Nolan Stout

WASHINGTON (CN) — Persistent inflation could lead to bigger payouts for local governments through an often overlooked federal compensation program, but not everyone is happy with the formula used to compensate different regions across the United States.

Poised to announce one of the biggest funding totals in its 47-year history, the U.S. Department of the Interior is busy calculating allocations for this year under its PILT program, short for payment in lieu of taxes.

The Department of the Interior budget for fiscal 2023, which ends Sept. 30, included up to $580 million for the program, which would be the largest amount in its history. The allocations are typically announced each year in June.

When Secretary of the Interior Deb Haaland announced 2022 numbers last year, she noted that the $549.5 million being paid by the government would support vital local government services such as firefighting, police protection, the construction of public schools and roads, and search-and-rescue operations.

“This program is an important example of the federal government’s commitment to continuing to be a good neighbor to the communities we serve,” Haaland said.
————————
== TASK INSTRUCTIONS ==
• A. Answer these questions from the article on the PILT program:
(i) What does PILT stand for?
(ii) On what date does fiscal 2023 end?
(iii) How much money was the government paying under the program according to the 2022 numbers?
• B. Please set down, word for word, the part of the article on the PILT program that opens with the words containing "The Department of" and closes with "and search-and-rescue operations.".
The records aren't needed to work with the article on the PILT program.

== INPUT DATA ==
————————
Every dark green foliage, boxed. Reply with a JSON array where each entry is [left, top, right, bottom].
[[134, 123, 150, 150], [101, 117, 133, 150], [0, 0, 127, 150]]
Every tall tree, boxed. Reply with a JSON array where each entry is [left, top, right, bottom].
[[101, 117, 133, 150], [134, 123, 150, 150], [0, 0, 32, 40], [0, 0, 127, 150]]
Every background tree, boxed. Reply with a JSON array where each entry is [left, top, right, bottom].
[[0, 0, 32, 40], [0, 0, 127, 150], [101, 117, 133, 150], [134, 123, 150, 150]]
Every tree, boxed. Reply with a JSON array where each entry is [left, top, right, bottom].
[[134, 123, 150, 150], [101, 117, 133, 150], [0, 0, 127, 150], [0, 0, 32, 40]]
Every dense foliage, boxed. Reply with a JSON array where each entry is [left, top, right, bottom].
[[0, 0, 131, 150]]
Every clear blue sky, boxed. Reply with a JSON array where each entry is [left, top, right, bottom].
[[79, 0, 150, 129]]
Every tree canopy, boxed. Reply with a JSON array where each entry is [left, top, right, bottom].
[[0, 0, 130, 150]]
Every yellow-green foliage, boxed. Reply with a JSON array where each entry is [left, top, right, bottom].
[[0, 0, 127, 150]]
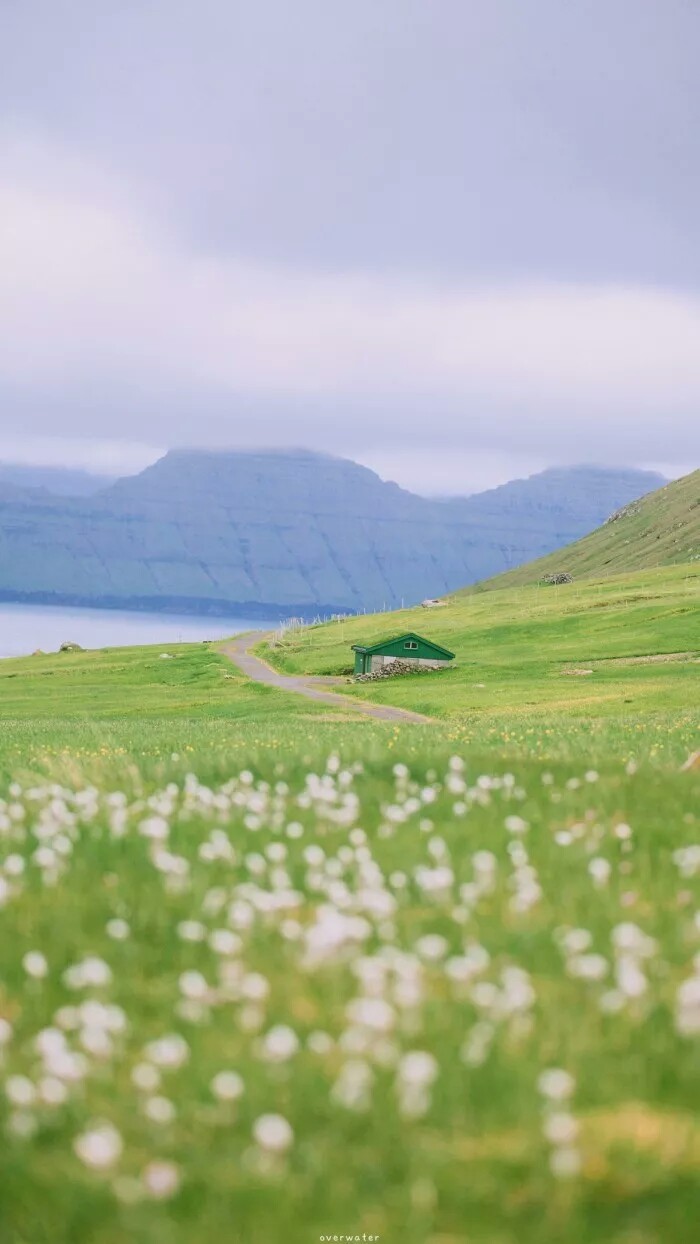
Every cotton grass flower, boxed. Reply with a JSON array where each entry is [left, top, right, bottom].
[[260, 1024, 300, 1062], [252, 1115, 295, 1153], [142, 1161, 180, 1200], [73, 1122, 124, 1171]]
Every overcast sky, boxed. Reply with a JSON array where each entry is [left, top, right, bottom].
[[0, 0, 700, 493]]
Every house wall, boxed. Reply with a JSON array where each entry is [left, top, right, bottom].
[[372, 652, 449, 673], [375, 638, 452, 664]]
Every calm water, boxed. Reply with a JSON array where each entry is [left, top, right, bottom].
[[0, 605, 273, 657]]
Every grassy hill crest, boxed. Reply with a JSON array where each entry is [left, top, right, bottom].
[[466, 470, 700, 592]]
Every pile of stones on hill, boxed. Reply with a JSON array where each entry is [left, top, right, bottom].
[[354, 661, 445, 683]]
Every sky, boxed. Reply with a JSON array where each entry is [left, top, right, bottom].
[[0, 0, 700, 494]]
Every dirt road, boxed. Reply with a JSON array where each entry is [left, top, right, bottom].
[[220, 631, 431, 725]]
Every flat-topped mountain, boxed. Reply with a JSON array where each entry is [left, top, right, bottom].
[[0, 450, 661, 617], [0, 463, 114, 496]]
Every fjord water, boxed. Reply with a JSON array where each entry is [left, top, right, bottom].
[[0, 605, 276, 657]]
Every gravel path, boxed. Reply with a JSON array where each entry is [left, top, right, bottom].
[[220, 631, 433, 725]]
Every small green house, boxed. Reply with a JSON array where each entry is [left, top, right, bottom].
[[352, 631, 455, 674]]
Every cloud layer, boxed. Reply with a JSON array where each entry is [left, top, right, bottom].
[[0, 0, 700, 490]]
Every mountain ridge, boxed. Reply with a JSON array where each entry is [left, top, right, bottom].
[[0, 450, 660, 617], [471, 470, 700, 591]]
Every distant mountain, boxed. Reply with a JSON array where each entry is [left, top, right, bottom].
[[479, 470, 700, 588], [0, 450, 661, 617], [0, 463, 116, 496]]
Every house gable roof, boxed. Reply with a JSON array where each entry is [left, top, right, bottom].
[[352, 631, 455, 661]]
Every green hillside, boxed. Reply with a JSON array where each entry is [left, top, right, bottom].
[[267, 562, 700, 736], [470, 470, 700, 591]]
————————
== COMPLETED EXERCISE ==
• A.
(i) Payment in lieu of taxes
(ii) Sept. 30
(iii) $549.5 million

• B.
The Department of the Interior budget for fiscal 2023, which ends Sept. 30, included up to $580 million for the program, which would be the largest amount in its history. The allocations are typically announced each year in June.

When Secretary of the Interior Deb Haaland announced 2022 numbers last year, she noted that the $549.5 million being paid by the government would support vital local government services such as firefighting, police protection, the construction of public schools and roads, and search-and-rescue operations.